• Provided records:

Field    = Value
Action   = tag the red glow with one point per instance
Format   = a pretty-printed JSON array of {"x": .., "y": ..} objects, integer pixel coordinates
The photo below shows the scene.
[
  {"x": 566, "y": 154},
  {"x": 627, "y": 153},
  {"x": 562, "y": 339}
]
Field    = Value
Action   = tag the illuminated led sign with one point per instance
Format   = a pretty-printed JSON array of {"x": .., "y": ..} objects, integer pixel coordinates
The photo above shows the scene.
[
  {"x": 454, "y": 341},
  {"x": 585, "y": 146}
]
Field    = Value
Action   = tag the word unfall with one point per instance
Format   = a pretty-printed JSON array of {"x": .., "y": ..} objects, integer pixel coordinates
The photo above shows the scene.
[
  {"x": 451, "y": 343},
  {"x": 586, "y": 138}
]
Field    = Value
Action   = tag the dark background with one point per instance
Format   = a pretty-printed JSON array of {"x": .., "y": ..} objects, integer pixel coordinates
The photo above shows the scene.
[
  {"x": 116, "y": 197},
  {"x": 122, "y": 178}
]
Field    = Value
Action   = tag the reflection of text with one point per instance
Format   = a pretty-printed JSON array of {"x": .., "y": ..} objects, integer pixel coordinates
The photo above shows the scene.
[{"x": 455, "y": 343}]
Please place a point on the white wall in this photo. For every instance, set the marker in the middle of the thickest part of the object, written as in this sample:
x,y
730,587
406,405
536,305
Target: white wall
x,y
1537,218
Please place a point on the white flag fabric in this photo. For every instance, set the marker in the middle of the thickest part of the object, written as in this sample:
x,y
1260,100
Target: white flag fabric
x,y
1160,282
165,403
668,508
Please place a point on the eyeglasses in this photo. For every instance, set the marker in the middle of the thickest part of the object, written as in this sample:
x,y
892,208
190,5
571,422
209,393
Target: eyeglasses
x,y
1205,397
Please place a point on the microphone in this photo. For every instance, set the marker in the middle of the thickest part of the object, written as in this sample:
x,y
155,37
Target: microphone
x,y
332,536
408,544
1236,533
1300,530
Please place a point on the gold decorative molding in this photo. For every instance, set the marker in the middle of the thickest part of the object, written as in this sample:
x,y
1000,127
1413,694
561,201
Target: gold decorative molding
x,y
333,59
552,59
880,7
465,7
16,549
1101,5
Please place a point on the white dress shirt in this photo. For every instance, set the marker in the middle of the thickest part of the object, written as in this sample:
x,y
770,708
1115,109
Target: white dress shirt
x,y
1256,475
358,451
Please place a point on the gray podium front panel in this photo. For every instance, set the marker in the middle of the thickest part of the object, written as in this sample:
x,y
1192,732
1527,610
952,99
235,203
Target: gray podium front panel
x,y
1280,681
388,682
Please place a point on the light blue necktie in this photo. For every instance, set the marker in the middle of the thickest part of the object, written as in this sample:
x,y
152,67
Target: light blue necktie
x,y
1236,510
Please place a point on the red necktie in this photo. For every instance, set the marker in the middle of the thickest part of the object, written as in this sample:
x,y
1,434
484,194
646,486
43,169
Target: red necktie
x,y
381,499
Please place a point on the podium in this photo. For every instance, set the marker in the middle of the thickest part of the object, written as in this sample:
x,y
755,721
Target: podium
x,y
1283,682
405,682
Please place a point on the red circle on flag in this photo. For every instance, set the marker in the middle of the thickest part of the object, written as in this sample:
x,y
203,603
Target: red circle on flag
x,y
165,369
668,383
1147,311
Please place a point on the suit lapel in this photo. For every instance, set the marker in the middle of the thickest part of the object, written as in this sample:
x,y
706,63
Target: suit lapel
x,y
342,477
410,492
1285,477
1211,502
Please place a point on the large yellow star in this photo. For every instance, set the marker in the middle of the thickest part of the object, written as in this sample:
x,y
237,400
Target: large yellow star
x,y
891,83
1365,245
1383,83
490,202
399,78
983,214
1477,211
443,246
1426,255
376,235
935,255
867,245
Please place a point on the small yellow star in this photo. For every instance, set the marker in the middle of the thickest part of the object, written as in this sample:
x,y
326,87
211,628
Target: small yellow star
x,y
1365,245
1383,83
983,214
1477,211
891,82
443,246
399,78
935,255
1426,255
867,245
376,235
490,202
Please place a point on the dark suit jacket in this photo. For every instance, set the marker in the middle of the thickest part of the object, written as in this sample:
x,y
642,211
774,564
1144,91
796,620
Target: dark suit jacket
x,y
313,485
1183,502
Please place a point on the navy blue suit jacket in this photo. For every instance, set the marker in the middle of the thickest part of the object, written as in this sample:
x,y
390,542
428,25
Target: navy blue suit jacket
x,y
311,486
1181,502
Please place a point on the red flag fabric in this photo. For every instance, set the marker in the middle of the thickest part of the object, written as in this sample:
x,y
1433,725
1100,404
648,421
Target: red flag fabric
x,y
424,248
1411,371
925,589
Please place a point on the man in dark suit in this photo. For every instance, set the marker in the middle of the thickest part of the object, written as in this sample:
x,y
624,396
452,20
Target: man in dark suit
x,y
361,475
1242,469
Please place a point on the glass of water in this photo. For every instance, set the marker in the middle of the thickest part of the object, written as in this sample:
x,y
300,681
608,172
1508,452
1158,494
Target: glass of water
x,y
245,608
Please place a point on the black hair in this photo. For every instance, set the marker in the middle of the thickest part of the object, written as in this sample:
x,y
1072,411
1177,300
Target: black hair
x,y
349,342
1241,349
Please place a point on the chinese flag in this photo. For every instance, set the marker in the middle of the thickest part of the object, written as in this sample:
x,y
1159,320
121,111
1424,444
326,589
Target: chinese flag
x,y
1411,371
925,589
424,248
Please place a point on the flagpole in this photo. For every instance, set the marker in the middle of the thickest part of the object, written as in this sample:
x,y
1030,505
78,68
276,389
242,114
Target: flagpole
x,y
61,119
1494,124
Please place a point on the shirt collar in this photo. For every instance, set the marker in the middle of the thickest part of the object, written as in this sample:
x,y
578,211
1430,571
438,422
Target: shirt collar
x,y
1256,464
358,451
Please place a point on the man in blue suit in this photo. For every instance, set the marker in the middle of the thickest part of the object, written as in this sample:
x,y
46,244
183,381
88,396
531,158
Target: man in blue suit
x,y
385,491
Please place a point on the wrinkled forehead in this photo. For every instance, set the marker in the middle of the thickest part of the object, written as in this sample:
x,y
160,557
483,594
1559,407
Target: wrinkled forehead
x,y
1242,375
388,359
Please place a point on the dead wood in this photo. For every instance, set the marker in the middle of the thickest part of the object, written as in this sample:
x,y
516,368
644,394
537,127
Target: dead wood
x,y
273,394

• Try it: Above are the entries; return each one exactly.

• Answer to the problem:
Field    = Value
Action   = tag the red glow with one point per instance
Format   = a pretty-printed JSON array of {"x": .., "y": ..} objects, integer pixel coordinates
The photo below shows the scene.
[
  {"x": 566, "y": 154},
  {"x": 627, "y": 153},
  {"x": 562, "y": 339}
]
Field    = Value
Action   = tag the illuminated led sign with one point per instance
Format   = a pretty-printed JSON array of {"x": .., "y": ..} objects, integer pixel coordinates
The photo above shows the scene.
[
  {"x": 454, "y": 341},
  {"x": 585, "y": 146}
]
Field    = Value
Action   = tag the word unfall with one point per instance
Format   = a pretty-printed JSON array of {"x": .., "y": ..} objects, integer pixel coordinates
The photo above shows the scene.
[
  {"x": 451, "y": 343},
  {"x": 586, "y": 138}
]
Field    = Value
Action   = tag the dark background with one point per instance
Format   = a pretty-printed JSON array of {"x": .., "y": ..} objects, integer pixel coordinates
The photo above shows the scene.
[
  {"x": 116, "y": 197},
  {"x": 122, "y": 178}
]
Field    = Value
Action   = tag the reflection of text with one point per instance
Format   = a pretty-printed JSON array of {"x": .., "y": ..} objects, integer pixel coordinates
The photo above shows the scene.
[{"x": 455, "y": 343}]
Please place a point on the white wall in this photo. For every instance, set the marker in the middle of the thickest part of the object, written as in this sample:
x,y
730,587
406,405
536,305
Target: white wall
x,y
1537,218
Please place a point on the white flag fabric in this photo. For every instance, set the marker in the middle of the thickest part of the object, written as in this sample:
x,y
1260,100
Target: white flag fabric
x,y
1160,282
165,403
668,508
Please place a point on the eyeglasses in this photo. For every instance, set the marker in the middle of the thickest part of the object, written as in this sample:
x,y
892,208
190,5
571,422
209,393
Target: eyeglasses
x,y
1205,397
Please place a point on the microphone in this photo. For every instance, set the marker in the middle of the thickest part of the object, written as in this sample:
x,y
155,37
Target: microphone
x,y
332,536
408,544
1236,533
1300,530
Please place a point on the gold decorative molding in this photo. For every instance, set the marker in the middle of the thickest part of the object, written as in this sample:
x,y
1000,127
1413,694
561,201
Target: gold decorative molding
x,y
333,59
552,59
880,7
465,7
16,549
1101,5
Please place a point on the white dress shirt in this photo. For every instance, set the marker in the middle of the thickest part of the object, written as in this sample:
x,y
770,708
1115,109
Target: white dress shirt
x,y
1256,475
358,451
Please place a point on the gray podium front panel in this photo. For every instance, set the marker in the middle of the thickest part of the object, written as in this sample:
x,y
1192,732
1527,610
952,99
235,203
Target: gray podium front panel
x,y
1280,681
388,682
Please place a point on the light blue necktie in this photo. For every instance, set the marker in the middle of the thickest part of the object, written as in this sample:
x,y
152,67
Target: light blue necktie
x,y
1236,510
Please place a point on the red necktie in this photo. For every instance, set the marker in the middle of the thickest part of the object, written as in this sample:
x,y
1,434
484,194
646,486
43,169
Target: red necktie
x,y
381,499
Please place a point on the podium in this photo. For every instance, set the marker in the middle of the thickest part of the object, written as in this sample:
x,y
755,721
Target: podium
x,y
1283,682
405,682
Please place a point on the red circle on flag in this photo. For every instance, set the marker in the middle of the thickest part of the object, written as in this sample:
x,y
203,603
Target: red circle on flag
x,y
165,369
668,383
1147,311
Please place a point on the suit lapel in this photo. For every instance, set the marker in the middle of the thickest part of the object, written as in this sample:
x,y
706,63
Target: suit lapel
x,y
342,477
410,492
1285,477
1211,502
Please place a point on the large yellow star in this photo. For every instance, set the marker in the middle of the thickest part of the object, written as in this sample:
x,y
237,400
Target: large yellow star
x,y
891,83
1365,245
1383,83
490,202
399,78
983,214
1477,211
443,246
1426,255
376,235
935,255
867,245
Please place a point on the small yellow star in this photo. For every instance, set the marker in the middle of the thickest part of the object, written as in this sample:
x,y
326,87
211,628
Target: small yellow star
x,y
1365,245
1383,83
983,214
1477,211
891,82
443,246
399,78
935,255
1426,255
867,245
376,235
490,202
Please place a point on the dark suit jacket in this photo. For every instance, set the marker in the middle of the thickest part of the object, written as in this sample:
x,y
642,211
774,564
1144,91
796,620
Target: dark suit jacket
x,y
313,485
1183,502
Please place a point on the navy blue suit jacket in this photo. For every instance, set the marker in the middle of the thickest part of the object, written as in this sample:
x,y
390,542
428,25
Target: navy blue suit jacket
x,y
311,486
1181,502
Please place a point on the red flag fabric in this photo. For every instance, set the marker in the middle of the thickest part of the object, written as in this sample:
x,y
1433,725
1100,404
648,421
Target: red flag fabric
x,y
424,248
1411,371
925,589
Please place a point on the man in dark suit in this photo. For every instance, set the marker in the middle of the thickest part of the object, written as in this sample:
x,y
624,396
452,20
Target: man in dark suit
x,y
361,475
1242,469
Please place a point on the glass of water in this photo. For every instance, set the marker in the middle of the thickest part of the object, written as in this sample:
x,y
300,681
608,172
1508,452
1158,494
Target: glass of water
x,y
245,608
Please place a point on the black hair in this photo. For every instance, set the marker in the middle of the thickest part of the object, written as in this sample:
x,y
1072,411
1177,300
Target: black hair
x,y
349,342
1241,349
Please place a point on the chinese flag in this photo. For every instance, set the marker in the middle of the thickest part of the object, written as in this sample:
x,y
1159,320
121,111
1424,444
326,589
Target: chinese flag
x,y
1411,371
925,589
424,248
Please place a point on the flagpole in this photo. For every instance, set the marker in the middle of the thickest part of the object, written as in this sample:
x,y
1030,505
78,68
276,389
242,114
Target: flagpole
x,y
61,119
1494,124
Please place a point on the shirt collar in this photo. For every instance, set the marker in the middle of the thickest part of the object, written as in this sample:
x,y
578,211
1430,571
438,422
Target: shirt collar
x,y
1256,464
358,451
Please place a point on the man in blue suit in this photo. For every instance, set the marker in the middle of the thickest part of the object, written as in this sample:
x,y
46,244
183,381
88,396
531,158
Target: man in blue suit
x,y
385,491
Please place a point on the wrinkled forehead in this photo. For every instance, set the marker in the middle of the thickest part of the object, written as in this sample:
x,y
160,557
483,594
1559,407
Target: wrinkled forehead
x,y
1242,375
388,359
Please place a point on the dead wood in this photo. For every instance, set the marker in the middle of the thickest part of the object, written as in this sample:
x,y
516,368
644,394
537,127
Target: dead wood
x,y
273,394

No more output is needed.